[GIVEN TASK] How many lines of the entries contain the string "railing"? Reply with the number alone.

(Location identification entries)
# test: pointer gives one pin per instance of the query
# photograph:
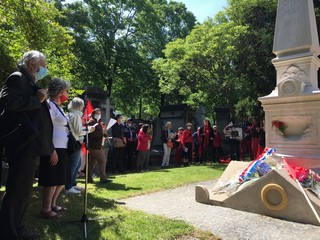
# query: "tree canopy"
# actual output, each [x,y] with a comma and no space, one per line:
[145,53]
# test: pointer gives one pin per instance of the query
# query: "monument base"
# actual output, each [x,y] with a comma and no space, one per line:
[275,194]
[300,117]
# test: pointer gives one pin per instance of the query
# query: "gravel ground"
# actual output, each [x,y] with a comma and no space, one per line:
[226,223]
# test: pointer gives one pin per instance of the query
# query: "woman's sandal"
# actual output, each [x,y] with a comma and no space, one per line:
[59,209]
[49,215]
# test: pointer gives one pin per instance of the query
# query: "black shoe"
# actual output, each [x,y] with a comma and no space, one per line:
[25,234]
[105,181]
[90,180]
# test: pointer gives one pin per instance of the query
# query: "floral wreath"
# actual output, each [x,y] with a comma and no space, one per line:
[281,126]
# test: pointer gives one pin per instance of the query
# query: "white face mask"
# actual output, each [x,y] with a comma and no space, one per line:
[97,117]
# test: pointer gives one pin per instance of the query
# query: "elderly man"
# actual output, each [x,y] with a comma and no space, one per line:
[21,98]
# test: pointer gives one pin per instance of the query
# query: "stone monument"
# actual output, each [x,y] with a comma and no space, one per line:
[292,110]
[292,122]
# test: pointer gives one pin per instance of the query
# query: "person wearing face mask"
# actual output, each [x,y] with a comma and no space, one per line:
[19,96]
[96,153]
[187,145]
[54,169]
[76,127]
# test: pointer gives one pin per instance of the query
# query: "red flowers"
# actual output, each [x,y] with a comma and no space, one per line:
[280,125]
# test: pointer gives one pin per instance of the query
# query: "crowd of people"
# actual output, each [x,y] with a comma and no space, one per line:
[201,146]
[205,144]
[35,132]
[39,129]
[250,141]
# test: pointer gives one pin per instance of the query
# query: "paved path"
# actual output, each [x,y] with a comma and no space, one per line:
[226,223]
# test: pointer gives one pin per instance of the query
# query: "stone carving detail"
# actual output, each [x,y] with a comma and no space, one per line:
[298,128]
[292,82]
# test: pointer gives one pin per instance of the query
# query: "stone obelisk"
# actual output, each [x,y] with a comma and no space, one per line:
[294,104]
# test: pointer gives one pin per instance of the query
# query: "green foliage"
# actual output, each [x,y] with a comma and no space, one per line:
[115,42]
[226,61]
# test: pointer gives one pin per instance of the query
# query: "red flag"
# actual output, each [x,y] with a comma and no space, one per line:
[87,112]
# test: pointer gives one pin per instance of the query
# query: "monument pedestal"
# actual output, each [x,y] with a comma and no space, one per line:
[301,118]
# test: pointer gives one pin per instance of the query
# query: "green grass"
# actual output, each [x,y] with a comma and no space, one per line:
[118,221]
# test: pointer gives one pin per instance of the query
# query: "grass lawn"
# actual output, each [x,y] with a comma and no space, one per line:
[118,221]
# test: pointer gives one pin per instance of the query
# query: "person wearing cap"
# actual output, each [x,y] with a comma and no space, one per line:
[96,152]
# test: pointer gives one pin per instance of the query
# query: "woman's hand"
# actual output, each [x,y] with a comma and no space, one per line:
[54,158]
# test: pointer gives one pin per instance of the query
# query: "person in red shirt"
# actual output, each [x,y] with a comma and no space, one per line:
[177,140]
[187,145]
[217,142]
[206,133]
[144,143]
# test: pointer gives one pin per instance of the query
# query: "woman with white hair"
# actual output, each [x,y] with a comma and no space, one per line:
[76,127]
[21,97]
[53,169]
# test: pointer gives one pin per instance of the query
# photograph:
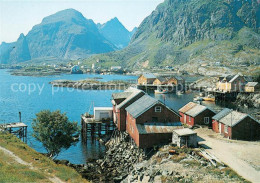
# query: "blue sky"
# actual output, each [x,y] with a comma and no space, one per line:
[19,16]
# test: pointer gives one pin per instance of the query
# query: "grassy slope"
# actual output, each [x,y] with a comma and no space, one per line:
[11,171]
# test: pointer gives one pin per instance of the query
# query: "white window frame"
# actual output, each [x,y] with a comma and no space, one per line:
[158,109]
[206,120]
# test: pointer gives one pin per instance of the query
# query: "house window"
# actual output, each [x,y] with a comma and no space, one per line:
[158,109]
[132,129]
[206,120]
[226,129]
[154,119]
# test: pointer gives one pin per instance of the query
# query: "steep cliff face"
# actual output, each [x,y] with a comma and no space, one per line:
[195,31]
[183,22]
[20,51]
[66,34]
[15,52]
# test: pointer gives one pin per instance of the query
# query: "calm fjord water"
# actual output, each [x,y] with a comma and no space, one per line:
[73,103]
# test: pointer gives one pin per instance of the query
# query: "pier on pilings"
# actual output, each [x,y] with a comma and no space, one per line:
[19,128]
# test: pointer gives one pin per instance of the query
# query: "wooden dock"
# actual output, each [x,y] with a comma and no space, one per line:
[93,128]
[19,129]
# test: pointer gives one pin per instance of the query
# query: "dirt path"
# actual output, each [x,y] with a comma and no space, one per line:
[232,154]
[53,179]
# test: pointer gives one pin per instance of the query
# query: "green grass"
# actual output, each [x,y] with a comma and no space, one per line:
[43,167]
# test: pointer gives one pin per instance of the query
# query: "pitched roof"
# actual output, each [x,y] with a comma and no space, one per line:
[147,128]
[229,78]
[134,93]
[162,78]
[222,114]
[178,78]
[192,109]
[251,84]
[184,132]
[234,78]
[149,75]
[121,95]
[187,107]
[233,118]
[143,104]
[196,110]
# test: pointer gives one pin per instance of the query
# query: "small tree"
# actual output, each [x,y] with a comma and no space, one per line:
[54,131]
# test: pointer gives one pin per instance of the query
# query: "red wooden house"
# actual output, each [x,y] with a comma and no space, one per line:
[149,122]
[120,102]
[196,114]
[236,125]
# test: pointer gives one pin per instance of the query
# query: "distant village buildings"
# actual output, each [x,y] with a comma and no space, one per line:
[185,137]
[147,120]
[76,70]
[196,114]
[161,80]
[120,102]
[236,83]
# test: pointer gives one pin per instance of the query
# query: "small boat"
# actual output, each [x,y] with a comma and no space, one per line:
[209,98]
[161,91]
[180,92]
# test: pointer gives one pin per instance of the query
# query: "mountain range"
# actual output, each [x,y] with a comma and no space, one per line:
[190,32]
[66,34]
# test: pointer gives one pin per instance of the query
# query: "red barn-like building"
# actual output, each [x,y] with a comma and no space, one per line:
[196,114]
[149,122]
[236,125]
[120,102]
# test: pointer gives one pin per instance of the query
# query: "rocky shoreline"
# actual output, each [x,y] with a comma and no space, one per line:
[125,162]
[117,163]
[90,84]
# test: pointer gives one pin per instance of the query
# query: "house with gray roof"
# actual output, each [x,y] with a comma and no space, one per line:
[122,100]
[195,114]
[150,122]
[231,83]
[146,78]
[236,125]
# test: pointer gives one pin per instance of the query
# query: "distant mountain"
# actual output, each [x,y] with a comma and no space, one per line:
[116,33]
[66,34]
[193,32]
[133,31]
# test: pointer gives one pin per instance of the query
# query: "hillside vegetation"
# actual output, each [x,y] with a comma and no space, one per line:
[30,166]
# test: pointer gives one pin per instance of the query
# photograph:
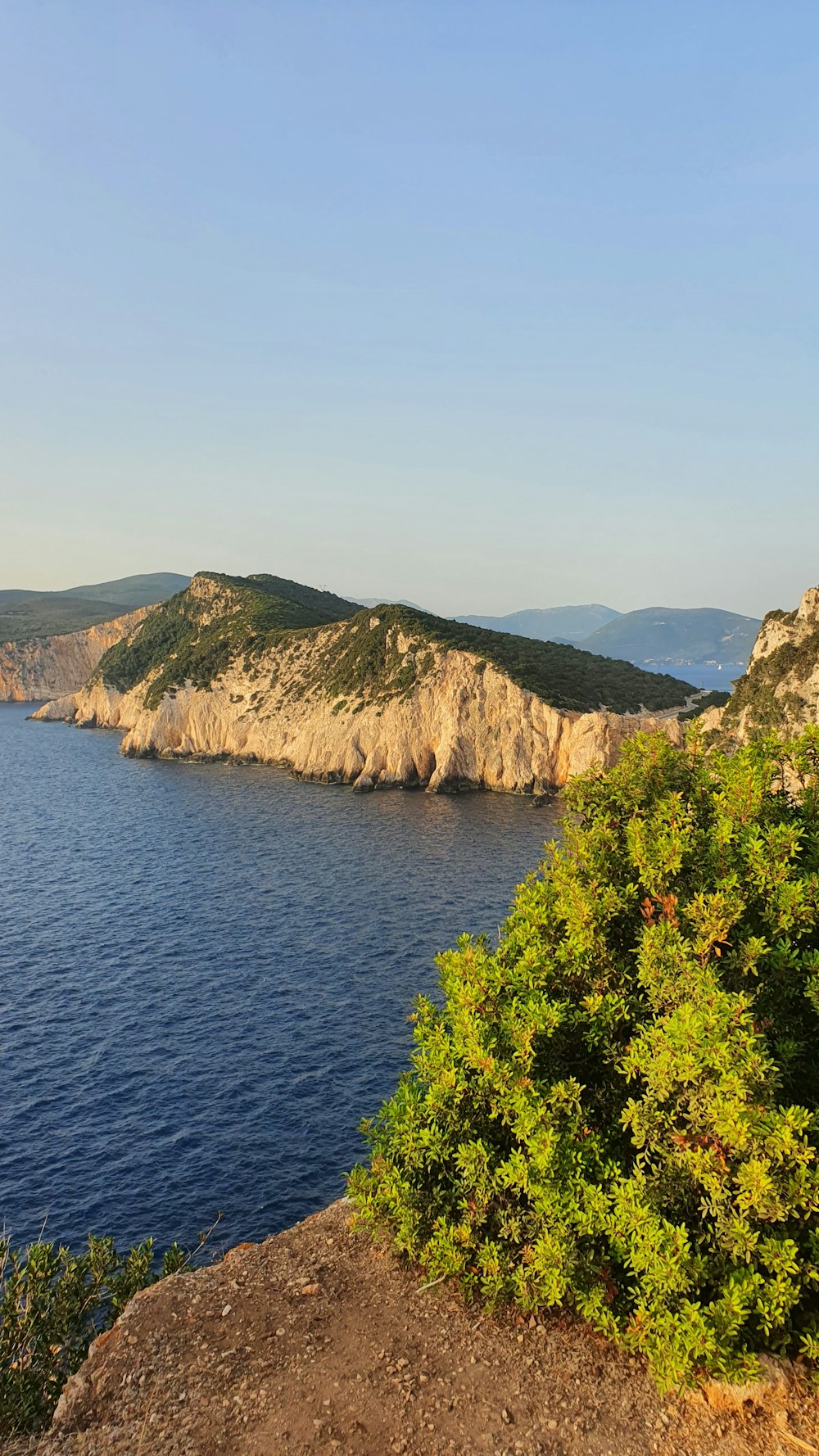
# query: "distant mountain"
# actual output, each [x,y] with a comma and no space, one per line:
[550,623]
[387,602]
[676,635]
[133,591]
[48,613]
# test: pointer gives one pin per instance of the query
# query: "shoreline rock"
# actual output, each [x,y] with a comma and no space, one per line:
[467,726]
[52,666]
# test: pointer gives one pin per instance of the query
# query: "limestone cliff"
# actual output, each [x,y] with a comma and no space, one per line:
[780,692]
[47,667]
[372,701]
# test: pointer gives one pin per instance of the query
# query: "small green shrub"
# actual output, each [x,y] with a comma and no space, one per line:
[617,1108]
[52,1304]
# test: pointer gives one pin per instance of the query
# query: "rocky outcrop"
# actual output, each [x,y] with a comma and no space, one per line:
[47,667]
[464,722]
[780,692]
[319,1343]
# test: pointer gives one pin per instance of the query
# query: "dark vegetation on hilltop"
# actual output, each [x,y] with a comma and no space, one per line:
[44,616]
[617,1110]
[52,1304]
[366,658]
[191,638]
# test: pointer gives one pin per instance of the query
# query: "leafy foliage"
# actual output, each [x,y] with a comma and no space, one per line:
[52,1304]
[617,1108]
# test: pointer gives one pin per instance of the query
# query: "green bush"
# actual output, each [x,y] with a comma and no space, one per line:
[617,1108]
[52,1304]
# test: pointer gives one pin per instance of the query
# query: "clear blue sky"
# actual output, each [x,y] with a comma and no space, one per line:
[486,305]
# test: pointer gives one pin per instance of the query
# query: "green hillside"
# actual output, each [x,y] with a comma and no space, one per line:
[47,613]
[185,642]
[136,591]
[676,635]
[187,645]
[28,615]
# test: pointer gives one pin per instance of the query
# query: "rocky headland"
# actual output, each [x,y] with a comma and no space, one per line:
[780,692]
[52,666]
[394,696]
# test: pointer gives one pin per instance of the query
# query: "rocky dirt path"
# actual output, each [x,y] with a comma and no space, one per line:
[318,1343]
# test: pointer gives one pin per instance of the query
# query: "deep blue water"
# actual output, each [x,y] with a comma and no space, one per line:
[206,974]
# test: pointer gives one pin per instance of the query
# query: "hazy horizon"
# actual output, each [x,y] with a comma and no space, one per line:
[490,306]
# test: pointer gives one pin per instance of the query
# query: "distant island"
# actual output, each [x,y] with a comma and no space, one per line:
[263,668]
[50,642]
[669,636]
[25,615]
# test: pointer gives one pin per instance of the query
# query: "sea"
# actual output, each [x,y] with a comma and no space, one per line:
[206,977]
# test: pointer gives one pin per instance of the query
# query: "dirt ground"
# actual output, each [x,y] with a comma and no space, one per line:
[318,1343]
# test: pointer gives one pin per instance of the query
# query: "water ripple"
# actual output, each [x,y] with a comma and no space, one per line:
[206,976]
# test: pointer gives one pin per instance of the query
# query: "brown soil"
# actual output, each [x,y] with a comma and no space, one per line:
[318,1341]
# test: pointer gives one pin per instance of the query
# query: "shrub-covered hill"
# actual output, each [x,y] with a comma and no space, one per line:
[25,615]
[617,1110]
[198,632]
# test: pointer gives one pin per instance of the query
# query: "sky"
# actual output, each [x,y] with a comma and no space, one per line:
[482,305]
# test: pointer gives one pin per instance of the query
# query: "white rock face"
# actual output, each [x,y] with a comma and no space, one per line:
[780,694]
[464,726]
[47,667]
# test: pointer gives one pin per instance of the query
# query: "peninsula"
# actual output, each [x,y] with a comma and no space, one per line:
[269,670]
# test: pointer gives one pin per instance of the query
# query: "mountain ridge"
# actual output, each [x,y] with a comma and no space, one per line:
[232,668]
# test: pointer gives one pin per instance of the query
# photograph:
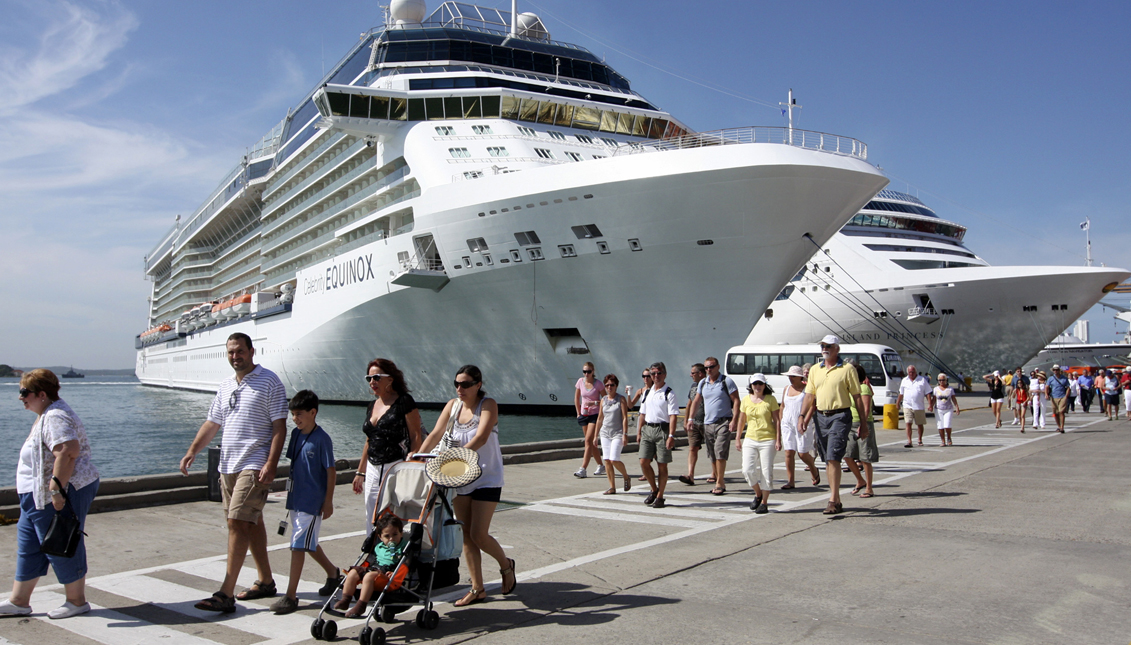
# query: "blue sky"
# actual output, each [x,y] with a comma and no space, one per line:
[1010,118]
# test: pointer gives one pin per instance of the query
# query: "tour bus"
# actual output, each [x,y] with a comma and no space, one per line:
[882,364]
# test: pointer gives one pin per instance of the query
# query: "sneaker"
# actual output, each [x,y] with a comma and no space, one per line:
[68,610]
[8,609]
[330,586]
[285,604]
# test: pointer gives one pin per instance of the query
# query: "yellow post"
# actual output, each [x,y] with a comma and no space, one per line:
[890,416]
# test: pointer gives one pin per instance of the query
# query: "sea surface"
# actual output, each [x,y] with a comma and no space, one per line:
[138,430]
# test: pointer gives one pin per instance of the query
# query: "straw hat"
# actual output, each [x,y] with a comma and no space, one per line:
[454,467]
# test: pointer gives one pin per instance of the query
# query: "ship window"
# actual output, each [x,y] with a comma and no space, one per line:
[586,231]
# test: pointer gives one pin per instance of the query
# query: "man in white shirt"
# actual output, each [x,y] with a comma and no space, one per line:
[251,407]
[658,413]
[913,392]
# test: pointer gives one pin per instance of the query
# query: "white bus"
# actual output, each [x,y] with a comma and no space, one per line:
[882,364]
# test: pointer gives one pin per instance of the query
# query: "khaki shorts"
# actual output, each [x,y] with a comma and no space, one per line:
[917,415]
[654,444]
[243,496]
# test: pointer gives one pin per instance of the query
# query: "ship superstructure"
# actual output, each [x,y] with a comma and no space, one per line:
[463,189]
[900,275]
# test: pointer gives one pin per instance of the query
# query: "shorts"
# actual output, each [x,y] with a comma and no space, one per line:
[654,444]
[304,530]
[832,435]
[244,497]
[718,439]
[865,450]
[485,495]
[696,435]
[794,440]
[942,419]
[611,447]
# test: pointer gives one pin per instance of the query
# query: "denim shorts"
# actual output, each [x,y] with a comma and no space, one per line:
[33,524]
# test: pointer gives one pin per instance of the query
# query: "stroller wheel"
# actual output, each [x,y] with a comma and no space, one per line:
[388,613]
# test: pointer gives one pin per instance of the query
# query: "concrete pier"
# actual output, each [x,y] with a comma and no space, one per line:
[1002,538]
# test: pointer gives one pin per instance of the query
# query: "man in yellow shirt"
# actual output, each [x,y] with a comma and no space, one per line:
[831,392]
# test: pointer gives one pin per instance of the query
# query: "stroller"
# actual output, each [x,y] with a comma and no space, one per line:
[436,541]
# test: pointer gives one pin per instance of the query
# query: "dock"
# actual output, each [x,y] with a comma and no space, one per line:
[1002,538]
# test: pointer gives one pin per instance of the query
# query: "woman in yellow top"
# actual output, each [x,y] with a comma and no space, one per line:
[762,418]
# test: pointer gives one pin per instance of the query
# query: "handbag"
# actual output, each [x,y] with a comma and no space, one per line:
[65,532]
[448,440]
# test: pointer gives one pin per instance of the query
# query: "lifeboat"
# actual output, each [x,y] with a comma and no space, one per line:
[241,304]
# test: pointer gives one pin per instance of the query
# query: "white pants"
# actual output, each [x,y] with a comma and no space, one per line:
[611,447]
[373,476]
[1038,412]
[758,463]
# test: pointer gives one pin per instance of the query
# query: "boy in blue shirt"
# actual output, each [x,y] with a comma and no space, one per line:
[311,496]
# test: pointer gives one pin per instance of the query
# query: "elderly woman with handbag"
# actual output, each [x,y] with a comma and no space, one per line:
[55,482]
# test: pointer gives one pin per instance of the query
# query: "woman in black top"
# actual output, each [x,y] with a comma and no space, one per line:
[996,394]
[391,428]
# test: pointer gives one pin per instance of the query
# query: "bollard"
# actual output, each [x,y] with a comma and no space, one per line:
[890,416]
[214,493]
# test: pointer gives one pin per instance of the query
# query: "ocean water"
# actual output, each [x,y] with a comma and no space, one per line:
[137,430]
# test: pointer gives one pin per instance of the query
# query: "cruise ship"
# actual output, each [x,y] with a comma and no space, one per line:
[463,189]
[899,275]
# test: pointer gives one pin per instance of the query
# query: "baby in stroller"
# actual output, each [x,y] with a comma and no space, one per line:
[377,572]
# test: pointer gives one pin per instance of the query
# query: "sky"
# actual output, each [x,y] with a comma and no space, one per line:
[1010,118]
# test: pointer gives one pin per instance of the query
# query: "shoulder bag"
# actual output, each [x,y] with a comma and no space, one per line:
[65,532]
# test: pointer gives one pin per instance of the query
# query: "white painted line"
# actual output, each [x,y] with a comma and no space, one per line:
[616,516]
[114,628]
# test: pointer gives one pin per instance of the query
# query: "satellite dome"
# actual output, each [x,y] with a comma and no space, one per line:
[407,10]
[531,26]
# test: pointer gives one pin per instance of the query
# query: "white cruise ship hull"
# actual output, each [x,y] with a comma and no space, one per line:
[1001,316]
[718,231]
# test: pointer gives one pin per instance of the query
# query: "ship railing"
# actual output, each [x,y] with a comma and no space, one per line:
[809,139]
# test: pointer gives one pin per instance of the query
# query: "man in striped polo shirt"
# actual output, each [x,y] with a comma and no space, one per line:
[251,407]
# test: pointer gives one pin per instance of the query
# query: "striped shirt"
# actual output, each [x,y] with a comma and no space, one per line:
[245,412]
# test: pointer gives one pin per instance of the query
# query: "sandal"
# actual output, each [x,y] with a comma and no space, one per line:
[471,598]
[218,601]
[257,591]
[503,573]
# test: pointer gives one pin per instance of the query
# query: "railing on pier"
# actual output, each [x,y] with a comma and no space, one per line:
[823,142]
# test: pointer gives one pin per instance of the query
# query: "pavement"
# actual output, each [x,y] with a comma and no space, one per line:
[1001,539]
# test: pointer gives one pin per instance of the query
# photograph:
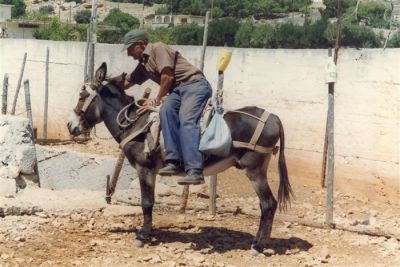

[RESPONSE BELOW] 2